RECORD EXTRACTS.
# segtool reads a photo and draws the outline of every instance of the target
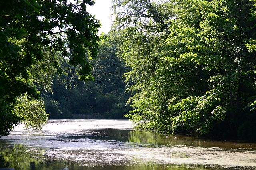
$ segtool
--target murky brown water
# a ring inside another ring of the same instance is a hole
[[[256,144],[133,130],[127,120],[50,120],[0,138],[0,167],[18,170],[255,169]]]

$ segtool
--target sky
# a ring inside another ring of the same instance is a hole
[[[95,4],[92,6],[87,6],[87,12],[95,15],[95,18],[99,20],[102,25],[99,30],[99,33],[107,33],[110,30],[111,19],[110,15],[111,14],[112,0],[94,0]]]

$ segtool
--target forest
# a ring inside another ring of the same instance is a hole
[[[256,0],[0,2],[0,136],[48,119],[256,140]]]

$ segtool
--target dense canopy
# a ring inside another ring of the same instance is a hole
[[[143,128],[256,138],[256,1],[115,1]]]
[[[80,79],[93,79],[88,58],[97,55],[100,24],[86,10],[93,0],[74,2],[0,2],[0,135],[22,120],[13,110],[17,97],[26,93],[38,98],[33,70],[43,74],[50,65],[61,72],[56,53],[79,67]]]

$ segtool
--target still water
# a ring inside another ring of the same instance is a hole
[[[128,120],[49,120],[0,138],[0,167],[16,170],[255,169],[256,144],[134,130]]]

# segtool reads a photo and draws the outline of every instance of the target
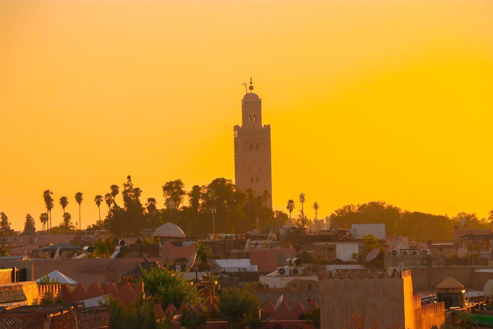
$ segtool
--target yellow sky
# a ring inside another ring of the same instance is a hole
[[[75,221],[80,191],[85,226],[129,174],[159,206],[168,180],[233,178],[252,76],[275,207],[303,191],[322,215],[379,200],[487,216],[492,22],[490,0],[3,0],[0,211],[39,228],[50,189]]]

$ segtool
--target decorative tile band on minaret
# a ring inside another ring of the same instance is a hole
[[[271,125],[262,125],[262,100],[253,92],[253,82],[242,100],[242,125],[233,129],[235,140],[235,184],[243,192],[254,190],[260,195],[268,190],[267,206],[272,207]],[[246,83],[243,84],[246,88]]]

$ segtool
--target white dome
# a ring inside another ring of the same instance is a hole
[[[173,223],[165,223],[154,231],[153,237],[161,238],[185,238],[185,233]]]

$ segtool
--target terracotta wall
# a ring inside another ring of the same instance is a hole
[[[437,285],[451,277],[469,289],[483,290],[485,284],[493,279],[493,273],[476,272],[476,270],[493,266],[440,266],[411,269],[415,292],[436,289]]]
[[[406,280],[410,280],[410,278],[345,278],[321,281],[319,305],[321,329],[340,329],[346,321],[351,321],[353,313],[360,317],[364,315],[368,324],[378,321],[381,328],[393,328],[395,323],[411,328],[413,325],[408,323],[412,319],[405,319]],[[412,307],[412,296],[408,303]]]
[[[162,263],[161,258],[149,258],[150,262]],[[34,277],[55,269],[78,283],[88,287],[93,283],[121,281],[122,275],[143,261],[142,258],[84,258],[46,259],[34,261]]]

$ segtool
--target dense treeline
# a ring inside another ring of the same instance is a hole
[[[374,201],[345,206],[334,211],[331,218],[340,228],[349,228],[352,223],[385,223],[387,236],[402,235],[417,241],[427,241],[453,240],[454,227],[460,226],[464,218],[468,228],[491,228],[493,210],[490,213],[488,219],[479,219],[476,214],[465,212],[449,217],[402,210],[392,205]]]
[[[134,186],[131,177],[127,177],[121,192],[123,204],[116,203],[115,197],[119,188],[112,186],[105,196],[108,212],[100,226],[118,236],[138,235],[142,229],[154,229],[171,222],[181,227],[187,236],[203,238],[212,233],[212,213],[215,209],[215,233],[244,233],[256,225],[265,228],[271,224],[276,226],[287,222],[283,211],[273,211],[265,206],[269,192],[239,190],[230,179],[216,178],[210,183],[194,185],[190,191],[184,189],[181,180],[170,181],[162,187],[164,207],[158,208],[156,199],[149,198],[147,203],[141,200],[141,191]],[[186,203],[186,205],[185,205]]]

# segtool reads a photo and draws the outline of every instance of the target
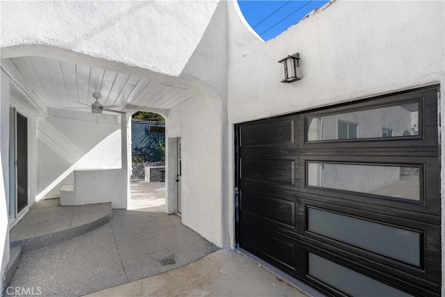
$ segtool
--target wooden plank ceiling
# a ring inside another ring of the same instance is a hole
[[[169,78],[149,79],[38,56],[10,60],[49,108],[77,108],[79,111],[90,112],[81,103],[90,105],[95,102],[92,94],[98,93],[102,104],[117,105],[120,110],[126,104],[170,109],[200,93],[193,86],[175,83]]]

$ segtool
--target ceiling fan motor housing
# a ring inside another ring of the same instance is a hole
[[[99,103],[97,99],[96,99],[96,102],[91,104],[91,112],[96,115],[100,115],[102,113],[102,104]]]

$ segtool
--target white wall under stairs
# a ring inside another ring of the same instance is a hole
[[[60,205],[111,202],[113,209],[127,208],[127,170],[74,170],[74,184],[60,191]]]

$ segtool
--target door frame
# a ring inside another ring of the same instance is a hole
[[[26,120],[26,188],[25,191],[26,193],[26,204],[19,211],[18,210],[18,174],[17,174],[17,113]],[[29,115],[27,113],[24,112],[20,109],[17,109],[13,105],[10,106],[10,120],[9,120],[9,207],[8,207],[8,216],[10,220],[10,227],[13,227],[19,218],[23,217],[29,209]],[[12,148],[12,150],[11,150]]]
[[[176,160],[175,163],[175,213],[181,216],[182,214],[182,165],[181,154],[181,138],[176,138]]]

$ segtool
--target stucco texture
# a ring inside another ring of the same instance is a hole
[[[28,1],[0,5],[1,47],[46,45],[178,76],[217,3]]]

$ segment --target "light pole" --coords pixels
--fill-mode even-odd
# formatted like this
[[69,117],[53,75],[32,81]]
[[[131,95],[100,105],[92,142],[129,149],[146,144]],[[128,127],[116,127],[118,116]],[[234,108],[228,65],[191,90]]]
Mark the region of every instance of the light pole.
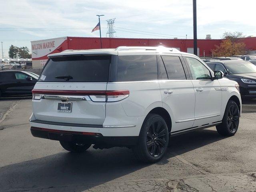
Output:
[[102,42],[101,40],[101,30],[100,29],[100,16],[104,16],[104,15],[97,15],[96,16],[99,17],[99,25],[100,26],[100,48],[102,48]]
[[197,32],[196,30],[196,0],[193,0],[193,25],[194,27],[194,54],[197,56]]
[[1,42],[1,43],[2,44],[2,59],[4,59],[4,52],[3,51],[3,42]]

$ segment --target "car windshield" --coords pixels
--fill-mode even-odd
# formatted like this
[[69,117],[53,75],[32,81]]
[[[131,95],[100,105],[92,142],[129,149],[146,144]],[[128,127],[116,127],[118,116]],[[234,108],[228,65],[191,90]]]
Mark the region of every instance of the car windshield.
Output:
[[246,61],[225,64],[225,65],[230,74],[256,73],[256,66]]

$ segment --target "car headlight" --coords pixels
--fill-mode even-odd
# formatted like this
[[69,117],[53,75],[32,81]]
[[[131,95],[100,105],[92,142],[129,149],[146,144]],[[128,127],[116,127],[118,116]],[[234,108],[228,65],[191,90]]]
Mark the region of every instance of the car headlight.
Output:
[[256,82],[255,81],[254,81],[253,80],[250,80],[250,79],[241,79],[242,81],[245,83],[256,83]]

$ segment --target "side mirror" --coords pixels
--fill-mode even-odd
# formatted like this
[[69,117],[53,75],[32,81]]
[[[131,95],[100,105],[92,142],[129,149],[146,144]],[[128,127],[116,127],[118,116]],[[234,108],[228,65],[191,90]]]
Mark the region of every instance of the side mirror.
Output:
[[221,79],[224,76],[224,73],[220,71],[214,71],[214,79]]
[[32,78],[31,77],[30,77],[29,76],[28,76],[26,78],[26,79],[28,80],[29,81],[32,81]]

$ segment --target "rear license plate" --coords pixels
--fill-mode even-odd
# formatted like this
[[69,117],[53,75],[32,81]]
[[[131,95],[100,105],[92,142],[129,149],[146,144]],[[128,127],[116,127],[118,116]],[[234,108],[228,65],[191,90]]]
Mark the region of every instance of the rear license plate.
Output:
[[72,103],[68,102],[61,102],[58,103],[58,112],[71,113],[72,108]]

REQUIRED TASK. Except for the pictures, print the data above exactly.

SOLUTION.
# segtool reads a photo and draws the outline of every instance of the target
$ segtool
--target murky brown water
# a ring inside another ring of the same instance is a hole
[[[256,144],[133,130],[127,120],[50,120],[0,138],[0,167],[18,170],[255,169]]]

$ segtool
--target sky
# a ring inside another ring of the same instance is a hole
[[[95,4],[92,6],[87,6],[87,12],[95,15],[95,18],[99,20],[102,25],[99,30],[99,33],[107,33],[110,30],[111,19],[110,15],[111,14],[112,0],[94,0]]]

$ segtool
--target forest
# a ring inside another ring of the same instance is a hole
[[[256,0],[0,2],[0,136],[48,119],[256,140]]]

$ segtool
--target dense canopy
# a ring inside another ring of the same instance is a hole
[[[143,128],[256,138],[256,1],[115,1]]]
[[[80,79],[93,79],[88,58],[97,55],[100,24],[86,10],[93,0],[74,2],[0,2],[0,135],[22,120],[13,110],[17,97],[26,93],[38,98],[33,70],[43,74],[50,65],[61,72],[56,53],[79,67]]]

$ segtool
--target still water
# a ring inside another ring of the same instance is a hole
[[[128,120],[49,120],[0,138],[0,167],[16,170],[255,169],[256,144],[134,130]]]

# segtool reads a photo and draws the outline of every instance of the target
$ segtool
--target yellow sky
# a ring inside another ring of the same instance is a hole
[[[75,221],[80,191],[85,226],[129,174],[159,206],[168,180],[233,178],[252,76],[275,207],[303,191],[322,215],[379,200],[487,216],[492,22],[490,0],[3,0],[0,211],[39,228],[50,189]]]

$ segtool
--target decorative tile band on minaret
# a ring inside another ring of the same instance is a hole
[[[271,125],[262,125],[262,100],[253,92],[253,82],[242,100],[242,125],[233,129],[235,140],[235,184],[243,192],[254,190],[260,195],[268,190],[267,206],[272,207]],[[246,83],[243,84],[246,88]]]

$ segtool
--target white dome
# a ring inside another ring of the same instance is a hole
[[[173,223],[165,223],[154,231],[153,237],[161,238],[185,238],[185,233]]]

$ segtool
--target terracotta wall
# a ring inside another ring of the same instance is a hole
[[[437,285],[451,277],[469,289],[483,290],[485,284],[493,279],[493,273],[476,272],[476,270],[493,266],[440,266],[411,269],[415,292],[436,289]]]
[[[406,280],[410,280],[410,278],[345,278],[321,281],[319,305],[321,329],[340,329],[346,321],[351,321],[353,313],[360,317],[364,315],[368,324],[378,321],[381,328],[393,328],[395,323],[411,328],[413,325],[408,323],[412,319],[405,319]],[[412,307],[412,296],[408,303]]]
[[[162,263],[161,258],[149,258],[150,262]],[[34,277],[55,269],[78,283],[88,287],[93,283],[121,281],[122,275],[143,261],[142,258],[84,258],[46,259],[34,261]]]

$ segtool
--target dense treeline
# a ring inside another ring of the same instance is a hole
[[[374,201],[345,206],[334,211],[331,218],[340,228],[349,228],[352,223],[385,223],[387,236],[402,235],[417,241],[427,241],[453,240],[454,227],[460,226],[464,218],[468,228],[491,228],[493,210],[490,213],[488,219],[479,219],[476,214],[465,212],[449,217],[402,210],[392,205]]]
[[[134,186],[131,177],[127,177],[121,192],[123,204],[116,203],[115,197],[119,188],[112,186],[105,196],[108,212],[100,226],[118,236],[138,235],[142,229],[154,229],[171,222],[181,227],[187,236],[203,238],[212,233],[212,213],[215,209],[215,233],[244,233],[256,225],[265,228],[271,224],[276,226],[287,222],[283,211],[273,211],[265,206],[269,192],[239,190],[230,179],[216,178],[210,183],[194,185],[190,191],[184,189],[181,180],[170,181],[162,187],[164,207],[158,208],[156,199],[149,198],[147,203],[141,200],[141,191]],[[186,203],[186,205],[185,205]]]

# segtool reads a photo and draws the outline of every instance of the target
$ segtool
--target wooden plank ceiling
# a ring inside another ring of the same instance is a hole
[[[169,78],[149,79],[38,56],[10,60],[49,108],[77,108],[79,111],[90,112],[81,103],[90,105],[95,102],[92,94],[98,93],[102,104],[117,105],[120,110],[126,104],[170,109],[200,93],[193,86],[175,83]]]

$ segtool
--target ceiling fan motor housing
# a ring inside another ring of the same instance is a hole
[[[99,103],[97,99],[96,99],[96,102],[91,104],[91,112],[96,115],[100,115],[102,113],[102,104]]]

$ segtool
--target white wall under stairs
# a ring inside another ring of the same instance is a hole
[[[60,205],[111,202],[113,209],[127,208],[127,170],[74,170],[74,184],[60,191]]]

$ segtool
--target door frame
# a ring inside another ring of the same instance is a hole
[[[26,120],[26,188],[25,191],[26,193],[26,204],[19,211],[18,210],[18,174],[17,174],[17,113]],[[29,115],[27,113],[24,112],[20,109],[17,109],[13,105],[10,106],[10,120],[9,120],[9,207],[8,207],[8,216],[10,220],[10,227],[13,227],[19,218],[23,217],[29,209]],[[12,148],[12,150],[11,150]]]
[[[176,160],[175,163],[175,213],[181,216],[182,214],[182,165],[181,154],[181,138],[176,138]]]

$ segtool
--target stucco texture
# a ring inside another ring of the same instance is a hole
[[[28,1],[0,5],[1,47],[46,45],[178,76],[217,3]]]

$ segment --target "light pole" --coords pixels
--fill-mode even-odd
# formatted like this
[[69,117],[53,75],[32,81]]
[[[131,95],[100,105],[92,142],[129,149],[146,144]],[[128,127],[116,127],[118,116]],[[234,108],[228,65],[191,90]]]
Mark the region of every instance of the light pole.
Output:
[[102,42],[101,40],[101,30],[100,29],[100,16],[104,16],[104,15],[97,15],[96,16],[99,17],[99,25],[100,26],[100,48],[102,48]]
[[197,32],[196,30],[196,0],[193,0],[193,25],[194,27],[194,54],[197,56]]
[[1,42],[1,43],[2,44],[2,59],[4,59],[4,52],[3,51],[3,42]]

$ segment --target "car windshield" --coords pixels
--fill-mode even-odd
# formatted like this
[[69,117],[53,75],[32,81]]
[[[131,95],[100,105],[92,142],[129,149],[146,144]],[[128,127],[116,127],[118,116]],[[234,108],[228,65],[191,90]]]
Mark the region of every instance of the car windshield.
Output:
[[246,61],[225,64],[225,65],[230,74],[256,73],[256,66]]

$ segment --target "car headlight" --coords pixels
--fill-mode even-odd
# formatted like this
[[69,117],[53,75],[32,81]]
[[[131,95],[100,105],[92,142],[129,149],[146,144]],[[128,127],[116,127],[118,116]],[[234,108],[228,65],[191,90]]]
Mark the region of every instance of the car headlight.
Output:
[[256,82],[255,81],[254,81],[253,80],[250,80],[250,79],[241,79],[242,81],[245,83],[256,83]]

$ segment --target "side mirror" --coords pixels
--fill-mode even-odd
# formatted like this
[[69,117],[53,75],[32,81]]
[[[131,95],[100,105],[92,142],[129,149],[146,144]],[[128,127],[116,127],[118,116]],[[234,108],[228,65],[191,90]]]
Mark the region of every instance of the side mirror.
Output:
[[221,79],[224,76],[224,73],[220,71],[214,71],[214,79]]
[[32,78],[31,77],[30,77],[29,76],[28,76],[26,78],[26,79],[28,80],[29,81],[32,81]]

$ segment --target "rear license plate" --coords pixels
--fill-mode even-odd
# formatted like this
[[69,117],[53,75],[32,81]]
[[[131,95],[100,105],[92,142],[129,149],[146,144]],[[128,127],[116,127],[118,116]],[[234,108],[228,65],[191,90]]]
Mark the region of every instance of the rear license plate.
Output:
[[72,103],[68,102],[61,102],[58,103],[58,112],[71,113],[72,108]]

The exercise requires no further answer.